─── Source text ───
A builder’s app is visible to the builder alone until they request sharing with an Entra group. The request lands in a queue owned by your Ops team (visible via the platform API or the ops tooling). On approval, the platform assigns the group to the app’s Entra registration; on rejection, nothing changes. Either way the decision is recorded — who asked, for which app, which group, who decided, when.

Because data access rides on viewer identity, this approval governs who can open the app, not who can see data — the data question is already answered by your Fabric permissions. That’s what keeps the queue small and the decision simple.

Everything the platform creates is tagged: owning builder, app name, managed-by-sprig marker. An operator can answer “what is this resource and whose is it” from the Azure portal without opening a ticket. Orphaned-resource sweeps and chargeback reports fall out of the same tags.

Every platform operation appends an event to the metadata store: publishes (create and update), deployment-token issuance, share requests, approvals, rejections — each with the acting identity and timestamp. The store is a plain Azure Table in your subscription: queryable, exportable, retained on your terms.
─── Rows ───
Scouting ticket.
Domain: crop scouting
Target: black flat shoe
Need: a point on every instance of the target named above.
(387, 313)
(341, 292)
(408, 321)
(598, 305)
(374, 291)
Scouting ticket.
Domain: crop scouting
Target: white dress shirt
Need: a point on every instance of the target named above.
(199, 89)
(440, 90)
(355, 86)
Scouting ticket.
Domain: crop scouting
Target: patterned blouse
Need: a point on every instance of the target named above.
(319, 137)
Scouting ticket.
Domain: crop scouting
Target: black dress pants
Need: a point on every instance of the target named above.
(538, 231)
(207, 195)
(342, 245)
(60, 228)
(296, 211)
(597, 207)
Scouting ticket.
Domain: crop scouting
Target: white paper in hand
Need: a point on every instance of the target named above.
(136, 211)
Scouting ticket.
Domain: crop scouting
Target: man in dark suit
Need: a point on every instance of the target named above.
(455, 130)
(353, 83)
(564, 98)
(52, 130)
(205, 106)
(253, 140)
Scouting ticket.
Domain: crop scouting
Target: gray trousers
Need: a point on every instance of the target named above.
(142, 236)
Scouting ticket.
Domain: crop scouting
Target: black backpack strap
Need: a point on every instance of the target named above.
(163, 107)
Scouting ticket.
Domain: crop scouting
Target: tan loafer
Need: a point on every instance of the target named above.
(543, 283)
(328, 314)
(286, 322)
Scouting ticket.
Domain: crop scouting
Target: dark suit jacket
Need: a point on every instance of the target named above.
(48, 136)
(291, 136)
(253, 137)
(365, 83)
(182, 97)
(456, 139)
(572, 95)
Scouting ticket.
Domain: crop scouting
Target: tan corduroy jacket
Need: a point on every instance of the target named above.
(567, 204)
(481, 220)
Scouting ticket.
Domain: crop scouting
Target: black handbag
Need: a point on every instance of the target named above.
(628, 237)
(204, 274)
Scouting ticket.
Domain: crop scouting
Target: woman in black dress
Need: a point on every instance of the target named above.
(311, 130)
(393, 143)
───
Written tasks:
1 > According to the passage on app sharing and governance, what kind of store holds the record of platform operations?
2 > Write a continuation of the passage on app sharing and governance, picking up after its final sentence.

Expected outputs:
1 > A plain Azure Table in your subscription.

2 >
  • The installer creates a subscription budget with notification thresholds (80% / 100%) to addresses you choose.
  • Published apps run on Static Web Apps — flat-rate resources with no runaway-compute failure mode.
  • For Fabric capacity protection, we recommend enabling workspace-level surge protection on the capacity that backs vibe-coded apps, so a badly written query loop cannot starve production workloads. Guidance is included in the install runbook.

Azure budgets alert rather than enforce; hard enforcement automation (deallocate on threshold) is on the roadmap and is honestly labelled as such.